Task description:
Decide whether each statement below agrees with the article on the rights of wild rice, answering yes or no and quoting the deciding words from the article.
1. The White Earth band of the Ojibwe set out the rights of Manoomin near the end of 2018.
2. Preservationists value the environment by how useful it is.
3. Wild rice is called North America's only native grain.

The Rights of Rice

By Chuck Dinerstein, MD, MBA — Mar 04, 2019
We've issued patents for enzymes, seeds, and mice -- which are all forms of life. But can nature have rights? And further, what do Cliven Bundy, a Nevada cattle rancher who engaged in a tense standoff with the federal government, and a group of Chippewa have in common?
Courtesy of Indiana Public Media

One of the indigenous tribes of Canada and the US, the Ojibwe or perhaps you know them as the Chippewa, made a bit of legal history, passing a law formally recognizing the Rights of Manoomin – wild rice. It was an affirmation of the rights of nature a legal “theory” rooted in the Endangered Species Act.

Wild rice is part of the Ojibwe’s origin story, following “a shell in the sky thousands of years ago to find a place where food grows on water;” to the Great Lakes basin where they found wild rice, North America’s only native grain. It was necessary, as a primary food source and for the surrounding waterfowl, becoming culturally entangled in their medicine and spiritual ceremonies. Near the end of 2018, the White Earth band of the Ojibwe determined that Manoomin had

“The right to clean water and freshwater habitat, the right to a natural environment free from industrial pollution, the right to a healthy, stable climate free from human-caused climate change impacts, the right to be free from patenting, the right to be free from contamination by genetically engineered organisms.”

Protection of the environment is the old fight over the equitable use of “the commons.” To what degree do we constrain individual interests for the greater good of the public? Initially, arguments were grounded in religion or morality. Our constitution makes religious arguments problematic prohibiting government interference or support of religious activity, so frequently the argument is couched in moral terms. 

Conservationists argue the idea of “greater good” has a more pragmatic bias; the greatest good, for the greatest number, for the greatest time. Conservation argues for lumbering and hunting. Preservationists, like John Muir or the Sierra Club, employ no calculus of usefulness, the environment is preserved for its intrinsic value, “inspiring to the human spirit.” The thoughtful reader may recognize a deeper argument evidenced by conservation and preservation. Conservation and utility lie in the camp of the wizards, technological optimists; preservation takes root with the prophets, cautioning our hubris. [1] 

Many special interests claim moral authority, requiring their needs to be preferred over worldly measures like economics. “But in a political world where virtually every claim is presented as moral, there can be no moral high ground. Political savvy and power, not claims of moral superiority, will govern the use and nonuse of nature.”

The source of political savvy, “rights;” a powerful legal construction with a long history of revolutionary and incremental change. Rights are powerful, elevating and guaranteeing a protected interest above the political fray. That is one reason you find many of our unresolved arguments couched in terms of rights, the right to bear arms, reproductive rights, and now a growing desire for environmental rights.

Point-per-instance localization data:
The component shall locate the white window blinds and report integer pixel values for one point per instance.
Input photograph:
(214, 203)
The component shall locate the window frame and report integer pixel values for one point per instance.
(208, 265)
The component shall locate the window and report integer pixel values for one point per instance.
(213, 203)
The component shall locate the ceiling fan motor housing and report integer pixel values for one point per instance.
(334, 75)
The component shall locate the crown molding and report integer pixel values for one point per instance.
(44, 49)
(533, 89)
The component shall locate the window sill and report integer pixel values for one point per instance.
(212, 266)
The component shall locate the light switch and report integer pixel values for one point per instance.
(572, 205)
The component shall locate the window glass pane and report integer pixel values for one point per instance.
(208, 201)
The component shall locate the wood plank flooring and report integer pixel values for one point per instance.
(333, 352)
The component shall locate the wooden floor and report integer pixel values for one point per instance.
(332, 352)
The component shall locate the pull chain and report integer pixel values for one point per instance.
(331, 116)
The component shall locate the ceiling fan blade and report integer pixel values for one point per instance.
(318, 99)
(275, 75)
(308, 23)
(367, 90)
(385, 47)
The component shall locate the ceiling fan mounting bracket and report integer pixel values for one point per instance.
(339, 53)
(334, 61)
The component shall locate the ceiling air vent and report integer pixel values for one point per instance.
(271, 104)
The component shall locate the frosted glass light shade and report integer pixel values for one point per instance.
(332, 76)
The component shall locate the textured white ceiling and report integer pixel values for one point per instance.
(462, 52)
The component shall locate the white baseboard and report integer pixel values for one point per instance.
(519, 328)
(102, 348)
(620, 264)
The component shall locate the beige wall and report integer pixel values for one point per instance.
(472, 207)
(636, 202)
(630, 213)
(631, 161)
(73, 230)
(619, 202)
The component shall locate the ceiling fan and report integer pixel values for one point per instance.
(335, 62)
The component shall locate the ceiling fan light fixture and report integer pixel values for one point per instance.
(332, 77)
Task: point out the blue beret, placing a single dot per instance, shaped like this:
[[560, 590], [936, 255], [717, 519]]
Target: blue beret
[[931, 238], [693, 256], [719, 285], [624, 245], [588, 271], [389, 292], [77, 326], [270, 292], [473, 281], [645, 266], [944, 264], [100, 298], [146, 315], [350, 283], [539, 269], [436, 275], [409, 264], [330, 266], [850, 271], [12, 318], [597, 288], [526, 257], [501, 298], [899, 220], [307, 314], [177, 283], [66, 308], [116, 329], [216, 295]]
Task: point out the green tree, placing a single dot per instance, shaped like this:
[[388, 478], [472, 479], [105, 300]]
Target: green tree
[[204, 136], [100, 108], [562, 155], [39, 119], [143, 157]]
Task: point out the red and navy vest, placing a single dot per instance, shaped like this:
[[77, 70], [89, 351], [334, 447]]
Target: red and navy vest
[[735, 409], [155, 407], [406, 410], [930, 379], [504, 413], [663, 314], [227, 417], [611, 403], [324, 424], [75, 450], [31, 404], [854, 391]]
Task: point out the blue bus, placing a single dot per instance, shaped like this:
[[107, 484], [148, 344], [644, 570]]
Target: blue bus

Task response:
1. Yes: "Near the end of 2018, the White Earth band of the Ojibwe determined that Manoomin had"
2. No: "Preservationists, like John Muir or the Sierra Club, employ no calculus of usefulness"
3. Yes: "North America’s only native grain"